What is expected: Can the data below be echoed back word for word?

====== Extracted records

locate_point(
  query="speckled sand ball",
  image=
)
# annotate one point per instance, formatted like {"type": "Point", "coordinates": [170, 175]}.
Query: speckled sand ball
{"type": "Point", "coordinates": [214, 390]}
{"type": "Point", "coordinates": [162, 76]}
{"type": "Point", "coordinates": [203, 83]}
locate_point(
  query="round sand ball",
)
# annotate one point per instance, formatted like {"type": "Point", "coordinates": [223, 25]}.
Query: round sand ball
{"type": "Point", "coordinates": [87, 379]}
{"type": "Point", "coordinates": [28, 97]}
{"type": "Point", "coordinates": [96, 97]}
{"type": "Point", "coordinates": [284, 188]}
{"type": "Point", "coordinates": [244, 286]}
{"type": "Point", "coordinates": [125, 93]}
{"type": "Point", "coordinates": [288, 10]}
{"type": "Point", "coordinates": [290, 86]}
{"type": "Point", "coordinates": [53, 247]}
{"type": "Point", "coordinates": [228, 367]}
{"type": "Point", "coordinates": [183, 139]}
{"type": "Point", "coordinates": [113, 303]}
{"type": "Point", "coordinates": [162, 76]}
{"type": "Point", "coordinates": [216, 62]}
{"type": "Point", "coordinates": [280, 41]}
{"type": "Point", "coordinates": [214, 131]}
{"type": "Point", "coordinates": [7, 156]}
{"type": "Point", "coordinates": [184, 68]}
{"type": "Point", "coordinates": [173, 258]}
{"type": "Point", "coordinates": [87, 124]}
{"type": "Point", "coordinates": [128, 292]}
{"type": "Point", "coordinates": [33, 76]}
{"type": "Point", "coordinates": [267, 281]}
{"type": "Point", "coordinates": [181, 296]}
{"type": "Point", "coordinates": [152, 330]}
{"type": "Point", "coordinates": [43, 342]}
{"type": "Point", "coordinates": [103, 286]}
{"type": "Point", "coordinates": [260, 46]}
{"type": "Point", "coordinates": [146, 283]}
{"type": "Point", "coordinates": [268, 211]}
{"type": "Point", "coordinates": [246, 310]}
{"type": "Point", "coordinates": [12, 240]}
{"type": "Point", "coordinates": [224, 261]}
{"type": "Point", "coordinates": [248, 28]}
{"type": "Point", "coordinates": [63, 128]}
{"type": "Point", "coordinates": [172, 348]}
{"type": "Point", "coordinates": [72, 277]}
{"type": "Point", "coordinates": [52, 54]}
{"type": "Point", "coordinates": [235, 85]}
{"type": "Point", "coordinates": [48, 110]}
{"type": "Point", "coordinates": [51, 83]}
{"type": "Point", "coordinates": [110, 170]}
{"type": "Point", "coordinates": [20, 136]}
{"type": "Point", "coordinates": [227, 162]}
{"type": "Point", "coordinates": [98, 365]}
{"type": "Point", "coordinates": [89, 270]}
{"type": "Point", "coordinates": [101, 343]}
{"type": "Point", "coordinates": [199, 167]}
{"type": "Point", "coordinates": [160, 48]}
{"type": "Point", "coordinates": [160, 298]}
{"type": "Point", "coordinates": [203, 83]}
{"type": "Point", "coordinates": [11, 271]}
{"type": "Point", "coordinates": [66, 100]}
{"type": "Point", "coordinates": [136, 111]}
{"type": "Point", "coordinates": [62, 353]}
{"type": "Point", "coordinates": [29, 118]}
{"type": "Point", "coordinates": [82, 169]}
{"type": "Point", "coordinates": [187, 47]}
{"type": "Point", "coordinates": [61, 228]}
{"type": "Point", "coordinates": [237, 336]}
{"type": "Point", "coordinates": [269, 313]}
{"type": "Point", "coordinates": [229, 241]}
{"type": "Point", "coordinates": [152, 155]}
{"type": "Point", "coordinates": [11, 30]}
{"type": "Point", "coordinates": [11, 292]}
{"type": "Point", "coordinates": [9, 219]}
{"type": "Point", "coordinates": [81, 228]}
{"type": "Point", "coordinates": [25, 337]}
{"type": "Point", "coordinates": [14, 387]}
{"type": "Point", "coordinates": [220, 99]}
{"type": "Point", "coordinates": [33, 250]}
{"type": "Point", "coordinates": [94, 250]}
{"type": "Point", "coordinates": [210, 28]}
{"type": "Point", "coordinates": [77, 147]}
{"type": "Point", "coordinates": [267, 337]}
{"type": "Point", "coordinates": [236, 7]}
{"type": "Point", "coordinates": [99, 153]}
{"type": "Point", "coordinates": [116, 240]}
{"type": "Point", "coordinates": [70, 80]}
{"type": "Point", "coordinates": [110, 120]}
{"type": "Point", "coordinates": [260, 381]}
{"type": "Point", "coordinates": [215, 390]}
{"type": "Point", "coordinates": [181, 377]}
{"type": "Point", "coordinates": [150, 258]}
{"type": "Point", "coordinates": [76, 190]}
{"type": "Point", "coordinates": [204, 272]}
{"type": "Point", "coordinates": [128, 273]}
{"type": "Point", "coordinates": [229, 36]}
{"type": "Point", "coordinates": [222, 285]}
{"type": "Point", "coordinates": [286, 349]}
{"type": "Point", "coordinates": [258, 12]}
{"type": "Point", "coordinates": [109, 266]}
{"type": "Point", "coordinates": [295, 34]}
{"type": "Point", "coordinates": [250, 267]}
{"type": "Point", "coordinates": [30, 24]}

============

Exercise output:
locate_point(
  query="speckled sand ball",
  image=
)
# annotate one point per instance, formatted like {"type": "Point", "coordinates": [170, 175]}.
Query: speckled sand ball
{"type": "Point", "coordinates": [214, 390]}
{"type": "Point", "coordinates": [162, 76]}
{"type": "Point", "coordinates": [203, 83]}
locate_point(
  query="round sand ball",
)
# annotate one point per instance, formatted like {"type": "Point", "coordinates": [223, 25]}.
Query: round sand ball
{"type": "Point", "coordinates": [87, 379]}
{"type": "Point", "coordinates": [28, 97]}
{"type": "Point", "coordinates": [96, 97]}
{"type": "Point", "coordinates": [284, 188]}
{"type": "Point", "coordinates": [244, 286]}
{"type": "Point", "coordinates": [125, 93]}
{"type": "Point", "coordinates": [288, 10]}
{"type": "Point", "coordinates": [290, 86]}
{"type": "Point", "coordinates": [53, 247]}
{"type": "Point", "coordinates": [228, 367]}
{"type": "Point", "coordinates": [183, 139]}
{"type": "Point", "coordinates": [113, 303]}
{"type": "Point", "coordinates": [162, 76]}
{"type": "Point", "coordinates": [216, 62]}
{"type": "Point", "coordinates": [280, 41]}
{"type": "Point", "coordinates": [214, 131]}
{"type": "Point", "coordinates": [7, 156]}
{"type": "Point", "coordinates": [184, 68]}
{"type": "Point", "coordinates": [173, 258]}
{"type": "Point", "coordinates": [87, 124]}
{"type": "Point", "coordinates": [128, 292]}
{"type": "Point", "coordinates": [33, 76]}
{"type": "Point", "coordinates": [267, 281]}
{"type": "Point", "coordinates": [181, 296]}
{"type": "Point", "coordinates": [152, 330]}
{"type": "Point", "coordinates": [43, 342]}
{"type": "Point", "coordinates": [103, 286]}
{"type": "Point", "coordinates": [260, 46]}
{"type": "Point", "coordinates": [146, 283]}
{"type": "Point", "coordinates": [268, 211]}
{"type": "Point", "coordinates": [246, 310]}
{"type": "Point", "coordinates": [12, 240]}
{"type": "Point", "coordinates": [224, 261]}
{"type": "Point", "coordinates": [248, 28]}
{"type": "Point", "coordinates": [63, 128]}
{"type": "Point", "coordinates": [172, 348]}
{"type": "Point", "coordinates": [72, 277]}
{"type": "Point", "coordinates": [52, 54]}
{"type": "Point", "coordinates": [235, 85]}
{"type": "Point", "coordinates": [48, 110]}
{"type": "Point", "coordinates": [51, 83]}
{"type": "Point", "coordinates": [110, 170]}
{"type": "Point", "coordinates": [20, 136]}
{"type": "Point", "coordinates": [227, 162]}
{"type": "Point", "coordinates": [98, 365]}
{"type": "Point", "coordinates": [89, 270]}
{"type": "Point", "coordinates": [101, 343]}
{"type": "Point", "coordinates": [199, 167]}
{"type": "Point", "coordinates": [160, 48]}
{"type": "Point", "coordinates": [160, 298]}
{"type": "Point", "coordinates": [203, 83]}
{"type": "Point", "coordinates": [11, 271]}
{"type": "Point", "coordinates": [66, 100]}
{"type": "Point", "coordinates": [136, 111]}
{"type": "Point", "coordinates": [62, 353]}
{"type": "Point", "coordinates": [29, 118]}
{"type": "Point", "coordinates": [82, 169]}
{"type": "Point", "coordinates": [187, 47]}
{"type": "Point", "coordinates": [61, 228]}
{"type": "Point", "coordinates": [237, 336]}
{"type": "Point", "coordinates": [269, 313]}
{"type": "Point", "coordinates": [229, 241]}
{"type": "Point", "coordinates": [152, 155]}
{"type": "Point", "coordinates": [11, 30]}
{"type": "Point", "coordinates": [11, 292]}
{"type": "Point", "coordinates": [9, 219]}
{"type": "Point", "coordinates": [81, 228]}
{"type": "Point", "coordinates": [25, 337]}
{"type": "Point", "coordinates": [14, 387]}
{"type": "Point", "coordinates": [220, 99]}
{"type": "Point", "coordinates": [33, 250]}
{"type": "Point", "coordinates": [94, 250]}
{"type": "Point", "coordinates": [210, 28]}
{"type": "Point", "coordinates": [77, 147]}
{"type": "Point", "coordinates": [267, 337]}
{"type": "Point", "coordinates": [236, 7]}
{"type": "Point", "coordinates": [99, 153]}
{"type": "Point", "coordinates": [116, 240]}
{"type": "Point", "coordinates": [70, 80]}
{"type": "Point", "coordinates": [110, 120]}
{"type": "Point", "coordinates": [260, 381]}
{"type": "Point", "coordinates": [215, 390]}
{"type": "Point", "coordinates": [181, 377]}
{"type": "Point", "coordinates": [150, 258]}
{"type": "Point", "coordinates": [76, 190]}
{"type": "Point", "coordinates": [204, 272]}
{"type": "Point", "coordinates": [128, 273]}
{"type": "Point", "coordinates": [229, 36]}
{"type": "Point", "coordinates": [222, 285]}
{"type": "Point", "coordinates": [286, 349]}
{"type": "Point", "coordinates": [258, 12]}
{"type": "Point", "coordinates": [109, 266]}
{"type": "Point", "coordinates": [295, 34]}
{"type": "Point", "coordinates": [250, 267]}
{"type": "Point", "coordinates": [30, 24]}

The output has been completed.